## [What is needed]
Answer these questions from the passage on India's tourism sector:
1. What economic impact did the Coldplay concert in Ahmedabad reportedly generate?
2. About how many foreign tourist arrivals did India record in 2024?
3. Where does India rank globally in tourism economy size?

## [Source document]
[Start of section]

Boosting Growth Through Niche Travel
India's tourism sector is actively seeking growth by focusing on specialized segments beyond traditional offerings to attract high-value travelers. The EY-FICCI report highlights event and concert tourism as a major demand driver. For instance, the Coldplay concert in Ahmedabad reportedly generated ₹641 crore ($68.6 million) in economic impact, affecting hospitality, transport, and retail. Connecting these events with MICE (Meetings, Incentives, Conferences, and Exhibitions) infrastructure could boost India as an entertainment and business hub. Other promising areas include culinary, spiritual, wellness, wildlife, nature, space, women-centric, golf, and sports tourism. India's strengths in yoga, meditation, and Ayurveda, along with its diverse biodiversity, provide unique advantages. Emerging fields like astro-tourism in Ladakh also offer new opportunities. The global demand for experiential travel is growing, with countries like Japan, Spain, and Italy leading in immersive activities.
Falling Short of Global Arrivals
Despite the promise of niche segments, India's overall foreign tourist arrivals are far behind global leaders. In 2024, India recorded about 9.9 million foreign tourist arrivals (FTAs). While this shows recovery and growth after the pandemic, it remains well below pre-pandemic numbers and significantly trails competitor nations. For example, Spain welcomed around 94 million international visitors in 2024, and France saw over 100 million. Thailand, a key Asian competitor, hosted over 35.5 million tourists that year. India's share of global international tourist arrivals is estimated at a modest 1.4% to 1.5%. The country ranks 8th globally in tourism economy size, contributing $231.6 billion in 2024. This gap indicates that while India has potential, translating it into broad international appeal is a challenge.

[End of section]

Stored data entries
[Start of section]

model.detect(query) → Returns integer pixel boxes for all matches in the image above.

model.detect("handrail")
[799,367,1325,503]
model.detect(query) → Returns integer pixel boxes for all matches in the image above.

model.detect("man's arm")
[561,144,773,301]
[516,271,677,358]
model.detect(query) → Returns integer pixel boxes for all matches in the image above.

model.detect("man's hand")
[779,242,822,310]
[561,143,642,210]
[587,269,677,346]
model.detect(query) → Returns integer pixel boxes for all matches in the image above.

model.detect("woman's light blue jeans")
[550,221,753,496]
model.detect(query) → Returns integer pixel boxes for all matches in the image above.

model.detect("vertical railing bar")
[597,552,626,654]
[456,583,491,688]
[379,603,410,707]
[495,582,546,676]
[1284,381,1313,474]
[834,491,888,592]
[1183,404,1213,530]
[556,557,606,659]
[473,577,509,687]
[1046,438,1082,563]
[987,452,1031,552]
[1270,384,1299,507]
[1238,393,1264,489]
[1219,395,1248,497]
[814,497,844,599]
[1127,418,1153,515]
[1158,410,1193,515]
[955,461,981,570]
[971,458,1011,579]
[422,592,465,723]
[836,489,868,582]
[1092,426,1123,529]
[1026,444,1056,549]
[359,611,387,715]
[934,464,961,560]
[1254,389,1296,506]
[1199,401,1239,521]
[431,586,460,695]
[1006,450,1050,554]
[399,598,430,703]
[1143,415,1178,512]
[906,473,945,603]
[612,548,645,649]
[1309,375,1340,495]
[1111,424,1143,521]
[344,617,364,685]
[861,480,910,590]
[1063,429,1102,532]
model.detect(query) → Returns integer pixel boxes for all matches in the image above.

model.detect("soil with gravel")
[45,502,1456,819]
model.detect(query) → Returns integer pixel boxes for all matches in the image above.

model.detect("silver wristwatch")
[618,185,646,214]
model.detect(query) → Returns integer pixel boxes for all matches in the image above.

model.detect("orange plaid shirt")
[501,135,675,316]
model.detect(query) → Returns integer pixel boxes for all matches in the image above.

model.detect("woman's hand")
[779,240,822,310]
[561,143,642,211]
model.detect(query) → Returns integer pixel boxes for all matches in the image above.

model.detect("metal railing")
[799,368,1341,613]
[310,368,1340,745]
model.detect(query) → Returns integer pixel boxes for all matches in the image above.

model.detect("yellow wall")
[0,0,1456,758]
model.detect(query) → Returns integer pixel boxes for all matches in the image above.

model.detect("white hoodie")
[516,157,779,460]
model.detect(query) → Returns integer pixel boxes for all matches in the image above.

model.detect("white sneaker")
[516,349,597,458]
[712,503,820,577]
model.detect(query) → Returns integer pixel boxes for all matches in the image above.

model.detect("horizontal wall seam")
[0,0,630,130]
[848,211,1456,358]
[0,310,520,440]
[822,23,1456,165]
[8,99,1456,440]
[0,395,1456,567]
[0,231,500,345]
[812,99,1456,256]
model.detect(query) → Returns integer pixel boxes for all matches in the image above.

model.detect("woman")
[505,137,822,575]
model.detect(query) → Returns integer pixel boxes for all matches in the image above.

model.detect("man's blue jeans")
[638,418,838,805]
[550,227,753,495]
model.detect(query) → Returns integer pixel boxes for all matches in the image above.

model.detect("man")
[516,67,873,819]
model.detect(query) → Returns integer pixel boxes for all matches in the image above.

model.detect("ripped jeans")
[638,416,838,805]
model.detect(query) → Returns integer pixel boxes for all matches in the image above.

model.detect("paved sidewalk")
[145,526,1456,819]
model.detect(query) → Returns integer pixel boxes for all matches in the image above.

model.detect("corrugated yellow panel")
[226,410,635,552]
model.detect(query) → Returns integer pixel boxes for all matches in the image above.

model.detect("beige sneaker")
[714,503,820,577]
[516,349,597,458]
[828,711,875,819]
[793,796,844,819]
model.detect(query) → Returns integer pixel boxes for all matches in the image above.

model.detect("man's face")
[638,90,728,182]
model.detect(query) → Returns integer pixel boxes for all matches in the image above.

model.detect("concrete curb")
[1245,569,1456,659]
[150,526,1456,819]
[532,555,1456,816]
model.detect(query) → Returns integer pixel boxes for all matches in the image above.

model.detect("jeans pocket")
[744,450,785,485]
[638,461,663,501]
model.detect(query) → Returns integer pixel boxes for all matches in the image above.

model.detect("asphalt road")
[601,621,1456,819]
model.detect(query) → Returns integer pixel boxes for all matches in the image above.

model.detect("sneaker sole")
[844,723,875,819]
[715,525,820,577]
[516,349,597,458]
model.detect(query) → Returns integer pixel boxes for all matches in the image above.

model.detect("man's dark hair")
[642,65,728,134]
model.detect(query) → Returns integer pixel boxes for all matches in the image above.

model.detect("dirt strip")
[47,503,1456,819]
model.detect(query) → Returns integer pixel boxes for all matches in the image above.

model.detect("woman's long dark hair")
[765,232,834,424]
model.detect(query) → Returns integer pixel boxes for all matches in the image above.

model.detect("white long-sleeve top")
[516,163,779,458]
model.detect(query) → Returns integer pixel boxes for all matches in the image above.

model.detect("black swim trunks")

[End of section]

## [Solution for this exercise]
1. ₹641 crore ($68.6 million)
2. About 9.9 million
3. 8th, contributing $231.6 billion in 2024